Volatile organic compounds (VOCs) are a wide range of chemicals including; aliphatic and aromatic hydrocarbons, alcohols, aldehydes, ketones, esters, and halogenated compounds. They can occur in the outdoor air by release from natural sources, fuel combustion and industrial processes. The main focus of concern is the role they play in the formation of ozone and photochemical smog, and the increased risk of cancer due to exposure to benzene. VOCs are also present in the indoor air of non-industrial buildings, often in concentrations exceeding that found outdoors. They are then of concern because of the potential health effects (sensory, irritation and toxic) on the building's occupants. There is also concern about the possible deleterious effects on valuable materials such as electronic components in telephone exchanges and computers, and to works of art.
The outdoors is a source of VOCs in the indoor air but for most compounds, indoor sources such as; building materials and furnishings, consumer products, fuel combustion and tobacco smoke dominate. This results in the indoor concentration of VOCs being typically 10 times higher than outdoors. Since people spend the vast majority of their time indoors, exposure to air pollutants in the home is more problematic than exposure outdoors. Within Europe, the Construction Products Directive includes an Essential Requirement for Safety, Health and Hygiene that sets out a framework for achieving acceptable air quality in buildings. The interpretative document describes the use of ventilation and source control as means of achieving these objectives but currently there is no mandatory standard relating to air quality to assess compliance.
The largest study of VOCs in homes in the UK is the BRE Indoor Environment Study1. This was a study of 174 homes in Avon, England, undertaken as part of the ALSPAC study which is being carried out by the University of Bristol. For 12 months, diffusive monitors were deployed on a monthly basis in selected homes to measure the concentrations of VOCs (including formaldehyde). Details of building characteristics and occupant activities were recorded and this enabled possible links with concentrations in air to be investigated. For example, it was found that painting activity strongly influenced the mean VOC concentration, formaldehyde was higher in newer homes, and benzene was higher in homes of smokers and those which have an integral garage 1,2.
Other studies have been performed in the homes of 40 asthmatics in Southampton, and investigations have taken place in buildings where occupants were concerned about poor indoor air quality 3,4. Injected damp proof courses, a liquid applied damp proof membrane product containing coal tar, ground contaminated with petrol, and poor quality chipboard flooring are all examples of sources which have an adverse impact on indoor air quality.
To measure the release of VOCs in indoor air, the methods of determination must be capable of detecting in the low ppb range. This means that in order to obtain sufficient sensitivity, it is necessary to trap the compounds of interest and then post-analyse using chromatographic techniques. Active methods, using air sampling pumps to draw air through adsorbents such as Tenax contained in a steel tube, and diffusive methods that do not require pumps are available with sufficient sensitivity and accuracy for many compounds.

____

TASK GOAL -
Answer these from the text on VOCs in indoor air above:
(a) How many homes did the BRE Indoor Environment Study cover?
(b) Typically, how many times higher is the indoor concentration of VOCs than the outdoor one?
(c) Which adsorbent is named for active sampling methods?

____

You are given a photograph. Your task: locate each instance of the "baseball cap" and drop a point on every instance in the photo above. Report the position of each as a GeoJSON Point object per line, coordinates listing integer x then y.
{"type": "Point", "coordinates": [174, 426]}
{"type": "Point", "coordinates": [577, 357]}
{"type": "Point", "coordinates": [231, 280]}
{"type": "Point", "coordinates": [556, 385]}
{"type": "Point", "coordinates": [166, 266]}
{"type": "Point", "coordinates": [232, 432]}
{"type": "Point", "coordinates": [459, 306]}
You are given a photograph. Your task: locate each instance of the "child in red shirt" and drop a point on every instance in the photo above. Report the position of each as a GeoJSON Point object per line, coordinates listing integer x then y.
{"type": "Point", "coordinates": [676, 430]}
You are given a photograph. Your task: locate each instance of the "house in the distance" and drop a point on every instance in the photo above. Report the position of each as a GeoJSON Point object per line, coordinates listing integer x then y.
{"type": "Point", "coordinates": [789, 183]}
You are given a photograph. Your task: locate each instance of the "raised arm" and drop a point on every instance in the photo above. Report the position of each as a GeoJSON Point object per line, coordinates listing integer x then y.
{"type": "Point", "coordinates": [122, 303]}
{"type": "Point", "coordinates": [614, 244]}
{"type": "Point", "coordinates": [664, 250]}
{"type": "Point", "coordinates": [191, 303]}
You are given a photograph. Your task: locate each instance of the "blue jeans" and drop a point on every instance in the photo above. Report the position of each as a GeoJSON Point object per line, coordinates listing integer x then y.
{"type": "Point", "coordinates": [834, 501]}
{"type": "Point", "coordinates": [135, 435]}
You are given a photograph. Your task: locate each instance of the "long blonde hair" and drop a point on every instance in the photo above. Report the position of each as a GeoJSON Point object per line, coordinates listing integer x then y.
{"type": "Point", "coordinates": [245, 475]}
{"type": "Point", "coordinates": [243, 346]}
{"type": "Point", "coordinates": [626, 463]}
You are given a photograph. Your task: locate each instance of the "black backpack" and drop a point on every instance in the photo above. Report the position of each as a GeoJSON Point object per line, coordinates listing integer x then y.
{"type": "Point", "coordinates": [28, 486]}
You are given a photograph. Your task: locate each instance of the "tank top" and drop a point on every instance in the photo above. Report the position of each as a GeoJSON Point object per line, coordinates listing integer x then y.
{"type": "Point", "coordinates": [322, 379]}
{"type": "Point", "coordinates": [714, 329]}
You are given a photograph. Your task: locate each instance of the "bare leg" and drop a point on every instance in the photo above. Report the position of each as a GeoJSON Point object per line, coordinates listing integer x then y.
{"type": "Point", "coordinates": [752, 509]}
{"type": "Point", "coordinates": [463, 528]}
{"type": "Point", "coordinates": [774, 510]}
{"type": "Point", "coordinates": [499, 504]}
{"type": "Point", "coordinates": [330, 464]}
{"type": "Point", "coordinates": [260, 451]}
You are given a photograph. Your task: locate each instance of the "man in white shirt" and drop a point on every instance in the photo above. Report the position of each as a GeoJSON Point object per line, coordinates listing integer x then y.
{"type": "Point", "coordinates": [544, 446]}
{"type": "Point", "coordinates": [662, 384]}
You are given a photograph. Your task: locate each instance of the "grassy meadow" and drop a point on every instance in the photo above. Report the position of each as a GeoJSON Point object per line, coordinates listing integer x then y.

____

SOLUTION BELOW -
(a) 174 homes, in Avon, England.
(b) About 10 times higher.
(c) Tenax, contained in a steel tube.